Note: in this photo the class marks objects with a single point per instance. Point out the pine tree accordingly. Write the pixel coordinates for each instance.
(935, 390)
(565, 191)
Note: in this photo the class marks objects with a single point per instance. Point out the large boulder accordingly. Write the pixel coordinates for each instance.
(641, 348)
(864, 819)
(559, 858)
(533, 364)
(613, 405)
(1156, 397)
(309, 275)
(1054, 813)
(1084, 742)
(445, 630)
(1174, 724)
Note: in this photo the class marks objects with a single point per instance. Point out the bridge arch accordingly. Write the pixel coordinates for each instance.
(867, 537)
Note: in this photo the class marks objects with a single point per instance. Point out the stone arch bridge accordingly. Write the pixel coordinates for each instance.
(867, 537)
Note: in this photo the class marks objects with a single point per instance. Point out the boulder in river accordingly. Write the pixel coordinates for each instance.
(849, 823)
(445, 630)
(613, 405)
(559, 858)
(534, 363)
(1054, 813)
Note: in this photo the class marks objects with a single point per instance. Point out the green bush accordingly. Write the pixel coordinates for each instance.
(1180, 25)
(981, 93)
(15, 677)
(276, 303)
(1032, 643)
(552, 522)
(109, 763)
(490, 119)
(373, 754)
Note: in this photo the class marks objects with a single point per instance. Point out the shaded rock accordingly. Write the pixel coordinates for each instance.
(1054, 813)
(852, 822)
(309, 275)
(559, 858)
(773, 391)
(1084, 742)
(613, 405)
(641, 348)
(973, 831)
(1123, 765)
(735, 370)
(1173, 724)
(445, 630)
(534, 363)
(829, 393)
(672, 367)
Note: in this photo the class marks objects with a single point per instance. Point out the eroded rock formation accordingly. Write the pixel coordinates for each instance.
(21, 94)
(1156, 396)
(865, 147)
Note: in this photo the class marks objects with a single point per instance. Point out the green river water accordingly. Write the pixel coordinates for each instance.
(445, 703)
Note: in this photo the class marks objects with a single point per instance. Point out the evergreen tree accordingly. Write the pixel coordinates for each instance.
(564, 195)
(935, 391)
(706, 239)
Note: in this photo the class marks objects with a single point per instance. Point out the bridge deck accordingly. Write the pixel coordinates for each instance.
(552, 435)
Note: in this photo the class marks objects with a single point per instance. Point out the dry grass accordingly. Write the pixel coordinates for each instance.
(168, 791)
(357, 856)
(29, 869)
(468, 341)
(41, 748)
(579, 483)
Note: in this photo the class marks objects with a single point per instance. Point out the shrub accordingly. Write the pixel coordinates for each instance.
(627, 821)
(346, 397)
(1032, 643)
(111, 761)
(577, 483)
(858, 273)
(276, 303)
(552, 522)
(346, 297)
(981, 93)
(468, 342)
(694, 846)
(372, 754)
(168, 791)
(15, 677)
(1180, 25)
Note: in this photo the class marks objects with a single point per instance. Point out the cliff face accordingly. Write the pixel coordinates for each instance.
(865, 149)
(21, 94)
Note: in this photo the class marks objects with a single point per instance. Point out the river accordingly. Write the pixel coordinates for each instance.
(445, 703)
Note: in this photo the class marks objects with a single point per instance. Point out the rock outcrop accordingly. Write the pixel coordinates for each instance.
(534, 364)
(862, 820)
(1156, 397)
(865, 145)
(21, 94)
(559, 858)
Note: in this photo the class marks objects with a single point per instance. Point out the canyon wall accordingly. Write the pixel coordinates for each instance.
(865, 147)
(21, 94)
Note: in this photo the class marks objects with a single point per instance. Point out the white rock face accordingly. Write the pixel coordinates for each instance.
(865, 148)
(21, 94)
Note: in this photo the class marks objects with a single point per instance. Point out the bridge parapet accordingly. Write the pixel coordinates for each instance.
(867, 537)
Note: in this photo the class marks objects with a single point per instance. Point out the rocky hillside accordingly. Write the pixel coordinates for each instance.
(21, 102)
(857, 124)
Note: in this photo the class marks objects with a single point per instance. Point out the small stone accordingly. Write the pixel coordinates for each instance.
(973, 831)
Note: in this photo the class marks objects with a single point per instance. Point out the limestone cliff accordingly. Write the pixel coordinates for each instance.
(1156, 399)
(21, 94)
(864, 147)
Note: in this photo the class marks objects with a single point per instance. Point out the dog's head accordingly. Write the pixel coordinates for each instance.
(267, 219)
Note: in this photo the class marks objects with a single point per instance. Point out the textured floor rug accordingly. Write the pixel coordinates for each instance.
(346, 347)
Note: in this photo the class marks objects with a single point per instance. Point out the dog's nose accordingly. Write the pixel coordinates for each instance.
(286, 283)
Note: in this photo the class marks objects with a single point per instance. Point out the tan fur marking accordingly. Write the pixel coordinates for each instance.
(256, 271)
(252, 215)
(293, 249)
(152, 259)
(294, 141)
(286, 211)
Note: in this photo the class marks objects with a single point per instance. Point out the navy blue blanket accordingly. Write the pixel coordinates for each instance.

== == ==

Work required :: Please set down the whole listing above without altering a single line.

Correct response ::
Note: in this photo the class marks objects with a single point per instance. Point out the pine tree accordingly. Write the pixel coordinates for each instance.
(935, 390)
(565, 191)
Note: in this photo the class marks objects with a single point per instance. Point out the large boulder accordingly. Write the pixel coordinates for each instance.
(641, 348)
(864, 819)
(559, 858)
(533, 364)
(613, 405)
(1156, 397)
(309, 275)
(1054, 813)
(1084, 742)
(445, 630)
(1174, 724)
Note: in this photo the class marks objects with a single point per instance. Point out the bridge arch accordingly. Write the pixel coordinates for each instance.
(867, 537)
Note: in this photo the class marks objects with a single point per instance. Point out the stone arch bridge accordingly. Write the pixel coordinates for each instance.
(867, 537)
Note: in this photo the class marks objects with a single point per instance. Point out the boulder in river accordingly. Write the pixel coordinates for each instance.
(849, 823)
(445, 630)
(613, 405)
(559, 858)
(534, 363)
(1054, 813)
Note: in this photo the class marks objects with a single point per instance. Point out the green bush accordingly. Write the pixel coordinates for each instance.
(1180, 25)
(981, 93)
(15, 677)
(276, 303)
(1032, 643)
(552, 522)
(109, 763)
(490, 119)
(373, 754)
Note: in this photo the class marks objects with a single point per instance. Point out the shaded rock accordingly. Write the pixel coordinates for each instance.
(1054, 813)
(852, 822)
(309, 275)
(559, 858)
(773, 391)
(1084, 742)
(613, 405)
(641, 348)
(973, 831)
(1123, 765)
(735, 370)
(1173, 724)
(445, 630)
(534, 363)
(829, 393)
(672, 367)
Note: in this photo the class marks objects with a single point per instance. Point out the eroded rock formation accordingly. Write the pixel coordinates for each instance.
(21, 94)
(1156, 396)
(865, 147)
Note: in this photo the class marks objects with a single point per instance. Point out the green river water accordingly. Write the pixel coordinates for each instance.
(445, 703)
Note: in this photo the class marks objects with a single point per instance. Point out the evergreen tree accordingly. Write the pixel coordinates for each instance.
(564, 195)
(935, 391)
(706, 239)
Note: in this photo the class marks objects with a single point per instance. Point out the bridge deck accordingly. Write the pixel coordinates for each instance.
(552, 435)
Note: in this photo the class marks objects with a single point per instance. Point out the dry grass accordingly. Write the pixel coordinates for each instance.
(168, 791)
(357, 856)
(29, 869)
(468, 341)
(41, 748)
(579, 483)
Note: in this photo the class marks objects with a single point per instance. Point out the shrub accordingly. Write the pixel coordinates for each instance.
(627, 821)
(346, 397)
(1032, 643)
(111, 761)
(577, 483)
(858, 273)
(276, 303)
(552, 522)
(346, 297)
(981, 93)
(468, 342)
(694, 846)
(372, 754)
(168, 791)
(15, 677)
(1180, 25)
Note: in this photo the class marks objects with a single point per instance. Point out the cliff face accordingly. Write the pixel coordinates for each instance.
(865, 149)
(21, 94)
Note: in this photo the class marks objects with a single point per instance. Point out the river accordingly. Write the pixel coordinates for each instance.
(445, 703)
Note: in this photo the class marks objects with a single point per instance. Point out the rock outcrop accordingly. Write the pixel coordinates for each instance.
(534, 364)
(862, 820)
(1156, 397)
(865, 145)
(21, 94)
(559, 858)
Note: in this photo the class marks objects with a single point per instance. Point out the canyon wall accordingly. Write the pixel coordinates for each instance.
(865, 147)
(21, 94)
Note: in this photo the class marks objects with a single point per instance. Point out the white rock face accordingly. Write the pixel coordinates for each instance.
(865, 148)
(21, 94)
Note: in this photo the class marks objects with a single point per instance. Point out the bridge parapet accordingly. Write the pixel coordinates for each instance.
(867, 537)
Note: in this photo the class marks objects with a single point per instance. Point out the rocky hillside accordingly. Write the pixel coordinates for each instance.
(21, 102)
(857, 124)
Note: in this photo the class marks objects with a single point per instance. Point out the small stone accordingly. Write the pixel coordinates for each instance.
(973, 831)
Note: in this photo the class marks objects with a single point per instance. Point out the limestone cliff accordingly. Write the pixel coordinates for each instance.
(1156, 399)
(21, 94)
(864, 147)
Note: in this photo the class marks objects with a single point per instance. Point out the dog's head accordingly. Write the pixel coordinates for each instance.
(267, 219)
Note: in this photo the class marks objects with a single point per instance. Point out the textured floor rug accordingly. Write the pixel coordinates for each instance.
(346, 347)
Note: in this photo the class marks objects with a single point per instance. Point out the dog's nose accordingly. Write the pixel coordinates for each instance.
(286, 283)
Note: in this photo the class marks objects with a single point per instance. Point out the tan fur marking accordingly. Write the pixel coordinates for each instance.
(256, 271)
(252, 215)
(293, 249)
(152, 259)
(294, 141)
(286, 211)
Note: in this photo the class marks objects with a single point per instance. Point out the navy blue blanket accordingly. Write the pixel coordinates for each instance.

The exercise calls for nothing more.